=== Section Start ===

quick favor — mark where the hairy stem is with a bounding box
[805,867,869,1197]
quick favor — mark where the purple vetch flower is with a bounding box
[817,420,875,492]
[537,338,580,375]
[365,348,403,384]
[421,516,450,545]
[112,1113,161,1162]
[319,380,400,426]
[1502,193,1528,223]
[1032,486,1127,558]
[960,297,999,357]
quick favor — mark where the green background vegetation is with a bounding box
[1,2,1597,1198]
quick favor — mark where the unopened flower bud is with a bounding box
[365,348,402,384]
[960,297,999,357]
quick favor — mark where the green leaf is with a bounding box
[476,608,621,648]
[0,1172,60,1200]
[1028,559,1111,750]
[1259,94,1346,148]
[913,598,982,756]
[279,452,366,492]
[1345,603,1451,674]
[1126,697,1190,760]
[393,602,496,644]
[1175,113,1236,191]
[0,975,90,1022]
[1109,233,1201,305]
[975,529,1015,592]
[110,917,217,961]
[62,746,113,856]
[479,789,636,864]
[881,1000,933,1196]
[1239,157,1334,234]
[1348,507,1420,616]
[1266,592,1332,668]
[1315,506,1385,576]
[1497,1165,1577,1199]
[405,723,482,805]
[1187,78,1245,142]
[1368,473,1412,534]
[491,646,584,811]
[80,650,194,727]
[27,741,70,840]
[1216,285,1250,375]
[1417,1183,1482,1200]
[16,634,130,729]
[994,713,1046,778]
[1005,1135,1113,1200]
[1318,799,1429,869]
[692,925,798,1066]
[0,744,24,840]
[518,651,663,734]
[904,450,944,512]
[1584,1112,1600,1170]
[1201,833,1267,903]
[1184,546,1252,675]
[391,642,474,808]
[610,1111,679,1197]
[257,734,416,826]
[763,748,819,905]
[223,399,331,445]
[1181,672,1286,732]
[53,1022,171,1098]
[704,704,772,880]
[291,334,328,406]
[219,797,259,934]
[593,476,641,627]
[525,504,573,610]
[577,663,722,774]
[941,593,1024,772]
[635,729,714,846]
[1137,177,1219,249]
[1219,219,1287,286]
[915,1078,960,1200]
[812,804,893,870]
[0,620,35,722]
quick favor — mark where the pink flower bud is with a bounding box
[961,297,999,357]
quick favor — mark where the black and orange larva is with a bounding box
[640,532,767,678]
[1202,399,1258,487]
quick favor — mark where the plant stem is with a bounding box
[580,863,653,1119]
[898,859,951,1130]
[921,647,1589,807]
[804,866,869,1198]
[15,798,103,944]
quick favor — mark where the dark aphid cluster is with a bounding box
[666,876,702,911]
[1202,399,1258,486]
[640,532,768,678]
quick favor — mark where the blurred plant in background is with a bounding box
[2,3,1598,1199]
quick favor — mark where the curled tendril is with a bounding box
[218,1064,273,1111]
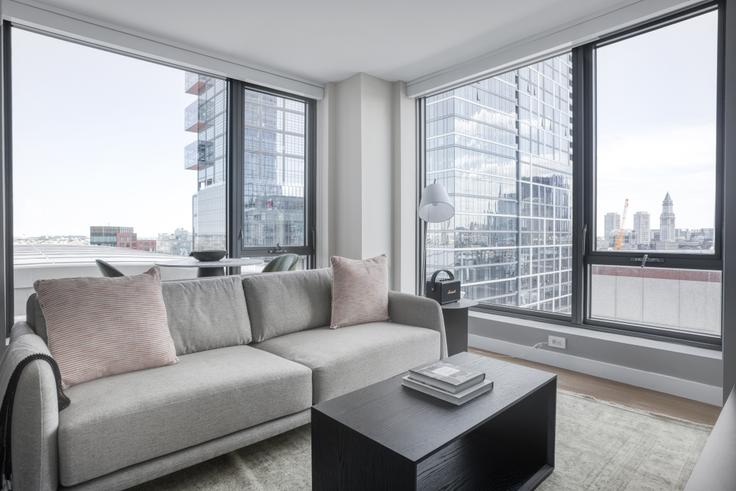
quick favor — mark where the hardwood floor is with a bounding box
[472,348,721,426]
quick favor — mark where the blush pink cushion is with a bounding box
[330,255,389,328]
[34,267,177,387]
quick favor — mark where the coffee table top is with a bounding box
[312,352,556,462]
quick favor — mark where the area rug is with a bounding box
[132,391,711,490]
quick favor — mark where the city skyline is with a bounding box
[597,192,714,252]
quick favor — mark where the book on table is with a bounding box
[408,361,486,394]
[401,375,493,406]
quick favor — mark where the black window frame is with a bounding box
[228,80,317,267]
[581,1,724,346]
[0,22,317,333]
[418,0,725,349]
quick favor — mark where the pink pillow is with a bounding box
[34,267,177,387]
[330,255,389,328]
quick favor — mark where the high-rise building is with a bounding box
[633,211,650,246]
[185,76,306,252]
[425,54,573,313]
[659,192,676,242]
[241,89,306,248]
[604,213,621,245]
[184,73,227,251]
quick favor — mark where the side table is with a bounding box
[439,299,478,356]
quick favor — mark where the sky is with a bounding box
[595,10,718,234]
[12,28,198,238]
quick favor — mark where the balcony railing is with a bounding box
[184,140,215,171]
[185,100,213,132]
[184,72,212,95]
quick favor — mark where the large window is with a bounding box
[586,8,722,338]
[593,11,718,254]
[242,88,308,250]
[424,53,573,315]
[6,27,315,326]
[421,3,723,344]
[10,28,226,319]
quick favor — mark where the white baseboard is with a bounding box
[469,334,723,407]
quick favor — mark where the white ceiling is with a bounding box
[31,0,634,84]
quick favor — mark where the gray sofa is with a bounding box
[9,268,446,490]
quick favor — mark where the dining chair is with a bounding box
[262,254,299,272]
[95,259,125,277]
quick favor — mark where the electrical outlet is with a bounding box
[548,335,566,349]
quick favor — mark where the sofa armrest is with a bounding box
[388,292,447,358]
[6,322,59,491]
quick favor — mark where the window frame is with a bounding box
[417,0,725,349]
[229,80,317,266]
[581,1,724,346]
[0,23,318,332]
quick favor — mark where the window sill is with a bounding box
[470,310,722,360]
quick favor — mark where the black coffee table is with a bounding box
[312,352,557,490]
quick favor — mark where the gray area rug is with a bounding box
[133,391,711,490]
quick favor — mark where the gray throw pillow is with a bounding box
[330,255,389,328]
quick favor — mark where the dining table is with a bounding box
[155,257,265,277]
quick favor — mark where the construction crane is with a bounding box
[614,198,629,250]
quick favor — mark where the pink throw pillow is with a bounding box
[34,267,177,387]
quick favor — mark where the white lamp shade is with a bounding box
[418,181,455,223]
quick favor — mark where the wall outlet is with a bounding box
[548,335,567,349]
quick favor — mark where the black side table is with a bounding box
[439,299,478,356]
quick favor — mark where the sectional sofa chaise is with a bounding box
[11,268,446,490]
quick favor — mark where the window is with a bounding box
[9,28,227,319]
[6,27,316,327]
[593,11,718,254]
[241,88,309,251]
[423,53,573,315]
[586,8,722,338]
[420,3,724,344]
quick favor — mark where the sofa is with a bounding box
[9,268,446,491]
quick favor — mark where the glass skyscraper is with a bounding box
[185,73,228,251]
[242,89,306,249]
[185,76,307,253]
[425,53,573,313]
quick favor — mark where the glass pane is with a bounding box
[11,29,227,319]
[589,265,721,336]
[243,89,307,248]
[425,53,573,314]
[595,11,718,253]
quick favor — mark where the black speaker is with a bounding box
[425,270,461,305]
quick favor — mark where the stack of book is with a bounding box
[402,361,493,406]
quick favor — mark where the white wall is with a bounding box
[391,82,417,293]
[333,75,365,260]
[318,73,416,291]
[325,73,416,290]
[360,75,393,261]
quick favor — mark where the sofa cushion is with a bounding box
[330,255,389,328]
[242,268,332,342]
[255,322,441,403]
[161,276,252,355]
[58,346,312,486]
[34,267,178,388]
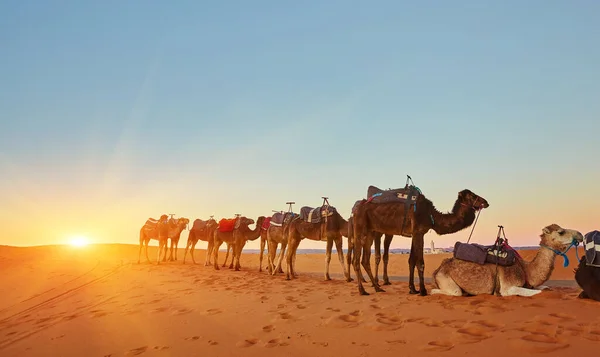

=== Section End ===

### Work required
Only the text of the records belongs in the answer, printed exactly and without pictures.

### Exercise solution
quick favor — mark where the hairy stem is with a bounding box
[805,867,869,1197]
quick favor — mark where the purple vetch flower is with a bounding box
[817,420,875,492]
[537,338,580,375]
[365,348,403,384]
[421,516,450,545]
[112,1113,161,1162]
[319,380,400,426]
[1502,193,1528,223]
[1032,486,1127,558]
[960,297,999,357]
quick favor — mark where the green background vegetation is with a bounding box
[1,2,1597,1198]
quick favor — mark where the unopened flower bud is with a bounding box
[365,348,402,384]
[960,297,999,357]
quick favor — mark where the green leaf is with a bounding box
[476,608,621,648]
[0,1172,60,1200]
[1028,559,1111,750]
[1259,94,1346,148]
[913,598,982,756]
[279,452,366,492]
[1345,603,1451,674]
[1126,697,1190,760]
[393,602,496,644]
[1175,113,1236,191]
[0,975,90,1022]
[1109,233,1201,305]
[975,529,1015,592]
[110,917,217,961]
[62,746,113,856]
[479,789,636,864]
[881,1000,933,1196]
[1239,157,1334,234]
[1348,507,1420,616]
[1266,592,1332,668]
[1315,506,1385,576]
[1497,1165,1577,1199]
[405,723,482,805]
[1187,78,1245,142]
[1368,473,1412,534]
[491,646,584,811]
[80,650,194,727]
[27,741,70,840]
[1216,285,1250,375]
[1417,1183,1482,1200]
[16,634,130,729]
[994,713,1046,778]
[1005,1135,1113,1200]
[1318,799,1429,869]
[692,925,798,1066]
[0,744,24,840]
[518,651,663,734]
[904,450,944,512]
[1584,1112,1600,1170]
[1201,833,1267,903]
[1184,546,1252,675]
[391,642,474,808]
[610,1111,679,1197]
[257,734,416,826]
[763,748,819,905]
[223,399,331,445]
[1181,672,1286,732]
[53,1022,171,1098]
[704,704,772,880]
[291,334,328,406]
[219,797,259,934]
[593,476,641,627]
[525,504,573,610]
[577,663,722,774]
[941,593,1024,772]
[635,729,714,846]
[1137,177,1219,249]
[1219,219,1287,286]
[915,1078,960,1200]
[812,804,893,870]
[0,620,35,722]
quick favor — mark where the pink flower bud is with a bounding box
[961,297,999,357]
quick favor — mark where the black and orange larva is with a bounding box
[640,532,767,678]
[1202,399,1258,487]
quick favor — mark where the plant stem is with a bounding box
[580,863,653,1119]
[898,859,951,1130]
[921,647,1589,807]
[804,866,869,1198]
[15,798,103,944]
quick favor — mark where the dark aphid cluster is with a bounding box
[666,876,702,911]
[1202,399,1258,486]
[640,532,768,678]
quick favor — mark where the blurred plant in background is with a bounding box
[2,3,1598,1199]
quick favor — mark where the curled tendril is with a bounding box
[218,1064,273,1111]
quick favor — mark where the hardwood floor is with a bounding box
[472,348,721,426]
quick favor — mark where the blush pink cushion is with a bounding box
[330,255,389,328]
[34,267,177,387]
quick favor — mark where the coffee table top is with a bounding box
[312,352,556,462]
quick favor — mark where the area rug is with a bounding box
[132,391,711,490]
quick favor — mark where the city skyline is with a bounding box
[597,192,714,252]
quick favor — mark where the book on table is with a bounding box
[408,361,486,394]
[401,375,493,406]
quick favor — mark where the black window frame is with a bounding box
[228,80,317,267]
[581,1,724,346]
[0,22,317,333]
[418,0,725,349]
quick favor — mark where the pink pillow is with a bounding box
[34,267,177,387]
[330,255,389,328]
quick favor — mark where the high-rise building is with a bounding box
[633,211,650,246]
[185,76,306,252]
[425,54,573,313]
[659,192,676,242]
[241,89,306,248]
[604,213,621,245]
[184,73,227,251]
quick favor — mark where the side table is with a bounding box
[439,299,478,356]
quick favor — mark where the sky is with a bounding box
[595,10,718,234]
[12,28,198,238]
quick favor — mark where the balcony railing is with a bounding box
[184,140,215,171]
[185,100,213,132]
[184,72,212,95]
quick favor — mark where the large window is with a bounding box
[586,8,722,338]
[593,11,718,254]
[242,88,308,250]
[424,53,573,315]
[6,27,315,326]
[421,3,723,344]
[10,28,226,319]
quick favor — mark where the white baseboard is with a bounding box
[469,334,723,407]
quick favor — mark where the white ceiling is with a bounding box
[31,0,634,84]
quick favor — mark where the gray sofa is with a bounding box
[9,268,446,490]
quick favor — mark where the dining chair is with a bounding box
[262,254,299,272]
[95,259,125,277]
quick favor — mark where the electrical outlet is with a bounding box
[548,335,566,349]
quick favor — mark where the sofa armrest is with a bounding box
[388,292,447,358]
[6,322,59,491]
quick favor — mark where the window frame is with a bounding box
[417,0,725,349]
[229,80,317,266]
[581,1,724,346]
[0,23,318,332]
quick favor — mark where the window sill is with a bounding box
[470,310,722,360]
quick favor — mark where the black coffee table is with a bounding box
[312,352,557,490]
quick favor — mark where the gray area rug is with a bounding box
[133,391,711,490]
quick favor — mark where the gray throw pillow is with a bounding box
[330,255,389,328]
quick favor — mark where the dining table is with a bounding box
[155,257,265,277]
quick favor — mark where the construction crane is with a bounding box
[614,198,629,250]
quick favor — mark where the pink throw pillow is with a bounding box
[34,267,177,387]
quick favor — mark where the white lamp shade is with a bounding box
[418,181,455,223]
quick favor — mark where the wall outlet is with a bounding box
[548,335,567,349]
quick favor — mark where the black side table is with a bounding box
[439,299,478,356]
quick favor — mark where the sectional sofa chaise is with a bounding box
[11,268,446,490]
quick favor — mark where the window is with a bounding box
[9,28,227,319]
[6,27,316,327]
[593,11,718,254]
[241,88,309,251]
[423,53,573,315]
[586,8,722,338]
[420,3,724,344]
quick favor — mark where the sofa is with a bounding box
[9,268,446,491]
quick favor — mark where the glass skyscraper is with a bounding box
[185,73,228,251]
[242,89,306,249]
[185,76,307,253]
[425,53,573,313]
quick favor — mark where the glass pane is with a bounding box
[11,29,227,319]
[589,265,721,336]
[243,89,307,248]
[425,53,573,314]
[595,11,718,253]
quick favor — mark where the black speaker is with a bounding box
[425,270,461,305]
quick favor — mark where the stack of book is with a bounding box
[402,361,493,406]
quick favor — mark where the white wall is with a bounding box
[391,82,417,293]
[333,75,365,260]
[318,73,416,291]
[325,73,416,290]
[360,75,393,261]
quick favor — mark where the sofa cushion is with a bounding box
[330,255,389,328]
[242,268,332,342]
[255,322,441,403]
[161,276,252,355]
[58,346,312,486]
[34,267,178,388]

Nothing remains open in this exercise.